**Task to complete**
Convert every line of the records below into a Markdown table with the columns "Row" and "Line". Number the rows in order and omit blank lines.

── Data for processing

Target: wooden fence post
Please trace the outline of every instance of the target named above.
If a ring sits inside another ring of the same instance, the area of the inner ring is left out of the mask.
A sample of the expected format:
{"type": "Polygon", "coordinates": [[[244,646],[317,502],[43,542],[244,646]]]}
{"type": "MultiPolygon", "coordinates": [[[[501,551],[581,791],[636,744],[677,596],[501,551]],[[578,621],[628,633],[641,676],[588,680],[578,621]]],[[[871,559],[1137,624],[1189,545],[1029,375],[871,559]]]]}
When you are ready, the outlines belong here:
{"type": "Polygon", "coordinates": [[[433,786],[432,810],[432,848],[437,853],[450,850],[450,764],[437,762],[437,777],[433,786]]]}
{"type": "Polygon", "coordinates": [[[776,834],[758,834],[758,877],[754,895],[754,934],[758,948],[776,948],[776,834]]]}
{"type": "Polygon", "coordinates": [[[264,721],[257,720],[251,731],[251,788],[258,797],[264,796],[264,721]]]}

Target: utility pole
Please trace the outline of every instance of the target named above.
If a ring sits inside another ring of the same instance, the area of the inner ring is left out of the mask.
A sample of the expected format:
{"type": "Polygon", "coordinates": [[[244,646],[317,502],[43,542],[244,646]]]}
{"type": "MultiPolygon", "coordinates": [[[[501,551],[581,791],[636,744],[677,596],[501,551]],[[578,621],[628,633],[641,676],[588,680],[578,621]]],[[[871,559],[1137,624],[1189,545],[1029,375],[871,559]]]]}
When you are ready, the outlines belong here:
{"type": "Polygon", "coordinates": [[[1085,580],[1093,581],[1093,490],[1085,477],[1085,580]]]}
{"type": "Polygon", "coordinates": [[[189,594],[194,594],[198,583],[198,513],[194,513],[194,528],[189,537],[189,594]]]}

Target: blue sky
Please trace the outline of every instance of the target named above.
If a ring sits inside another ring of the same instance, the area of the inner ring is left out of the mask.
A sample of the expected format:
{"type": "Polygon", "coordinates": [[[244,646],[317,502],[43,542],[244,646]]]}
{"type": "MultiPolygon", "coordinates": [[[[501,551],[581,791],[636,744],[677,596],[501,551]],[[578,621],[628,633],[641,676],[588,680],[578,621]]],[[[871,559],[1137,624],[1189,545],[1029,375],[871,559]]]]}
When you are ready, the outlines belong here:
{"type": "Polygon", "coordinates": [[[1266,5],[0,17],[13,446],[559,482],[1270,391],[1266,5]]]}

────

**The answer**
| Row | Line |
|---|---|
| 1 | Target: wooden fence post |
| 2 | Please trace the outline of every instance of the target named above. |
| 3 | If a ring sits inside another ring of the same instance, the area of the inner ring is left out of the mask. |
| 4 | A sample of the expected format: |
| 5 | {"type": "Polygon", "coordinates": [[[244,646],[317,502],[43,542],[244,646]]]} |
| 6 | {"type": "MultiPolygon", "coordinates": [[[[501,551],[581,791],[636,744],[677,596],[501,551]],[[578,621],[628,633],[641,676],[588,680],[578,621]]],[[[871,559],[1137,624],[1189,545],[1029,375],[871,559]]]]} |
| 7 | When you are ready, the outlines belong here: |
| 8 | {"type": "Polygon", "coordinates": [[[433,786],[432,810],[432,848],[437,853],[450,850],[450,764],[437,762],[437,777],[433,786]]]} |
| 9 | {"type": "Polygon", "coordinates": [[[776,834],[758,834],[758,877],[754,895],[754,934],[758,948],[776,948],[776,834]]]} |
| 10 | {"type": "Polygon", "coordinates": [[[264,721],[257,720],[251,731],[251,788],[258,797],[264,796],[264,721]]]} |
| 11 | Target: utility pole |
| 12 | Please trace the outline of every instance of the target named above. |
| 13 | If a ring sits inside another ring of the same instance, the area of the inner ring is left out of the mask. |
| 14 | A sample of the expected format: |
| 15 | {"type": "Polygon", "coordinates": [[[244,646],[317,502],[43,542],[244,646]]]} |
| 16 | {"type": "MultiPolygon", "coordinates": [[[[501,551],[581,791],[636,744],[677,596],[501,551]],[[578,621],[628,633],[641,676],[588,680],[578,621]]],[[[871,559],[1137,624],[1189,545],[1029,375],[871,559]]]]} |
| 17 | When you are ready, the outlines belong here: |
| 18 | {"type": "Polygon", "coordinates": [[[1085,580],[1093,581],[1093,490],[1085,477],[1085,580]]]} |
| 19 | {"type": "Polygon", "coordinates": [[[189,594],[194,594],[198,583],[198,513],[194,513],[194,528],[189,537],[189,594]]]} |
| 20 | Target: blue sky |
| 21 | Please trace the outline of every instance of the target named above. |
| 22 | If a ring sits inside another ring of the same instance, the area of the inner ring is left out of the mask. |
| 23 | A sample of the expected format: |
| 24 | {"type": "Polygon", "coordinates": [[[244,646],[317,502],[43,542],[244,646]]]} |
| 25 | {"type": "MultiPolygon", "coordinates": [[[[501,551],[581,791],[636,744],[677,596],[501,551]],[[578,621],[628,633],[641,676],[588,680],[578,621]]],[[[871,559],[1137,624],[1189,545],[1029,375],[871,559]]]]} |
| 26 | When you are ready, the outlines belong here: |
| 27 | {"type": "Polygon", "coordinates": [[[1266,5],[0,17],[13,446],[559,482],[1270,391],[1266,5]]]} |